This is an archive of the discontinued LLVM Phabricator instance.

[OpenMP][WIP] Pass auxiliary YAML along with device image for OpenMP offload.
AbandonedPublic

Authored by vzakhari on Jan 26 2021, 2:32 PM.

Details

Reviewers
grokos
jdoerfert
Summary

This is a RFC for bundling a YAML file along with the device image in clang-offload-wrapper, so that auxiliary information is passed to the offload plugins.

Currently, many plugins expect that the device image is an ELF image, so they look for the ELF magic word and go from there. This change-set puts extra data before the actual image like this (see code in ClangOffloadWrapper.cpp):

// Insert 1OMP header magic word.
// The expected image structure is like this:
//   struct {
//     char MagicWord[ONEOMPMAGLEN]; // "1OMP"
//     uint32_t HeaderSize;          // In little-endian.
//     char Header[HeaderSize];      // Uncompressed YAML with auxiliary
//                                   // information.
//     char ActualImage[];           // ELF or another image.
//   }

For backward compatibility, plugins have to continue working with plain ELF images. If 1OMP magic word is detected, then the corresponding Header has to be read as an YAML file with some mandatory keys.

As long as unification between multiple offload targets is not practical, vendors/plugins may use optional keys (such as CompileOptions for cuModuleLoadDataEx()) to convey auxiliary information from the source code or compiler options to the device specific plugins.
====
Goal:
Name each field of the image structure laid out in the OpenMP offload review. The material that comes next stands apart from the OpenMP offload review.

Provided material:
====
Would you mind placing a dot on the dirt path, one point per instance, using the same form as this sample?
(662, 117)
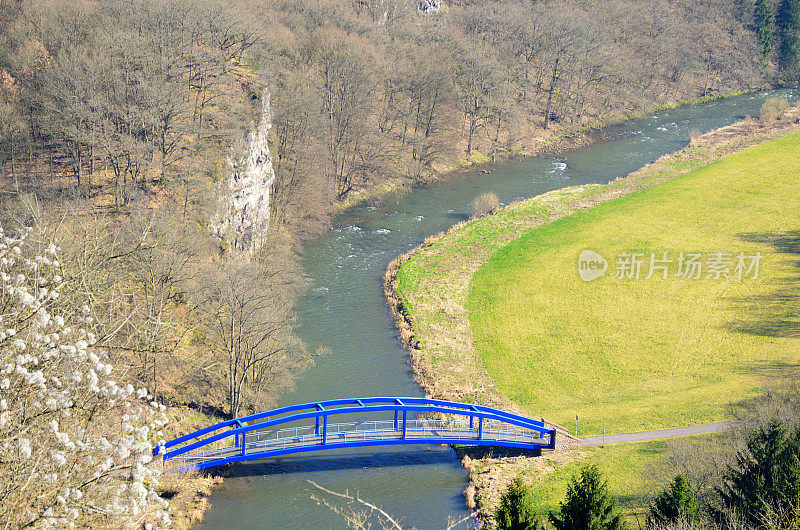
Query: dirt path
(653, 435)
====
Answer to the task:
MagicWord, HeaderSize, Header, ActualImage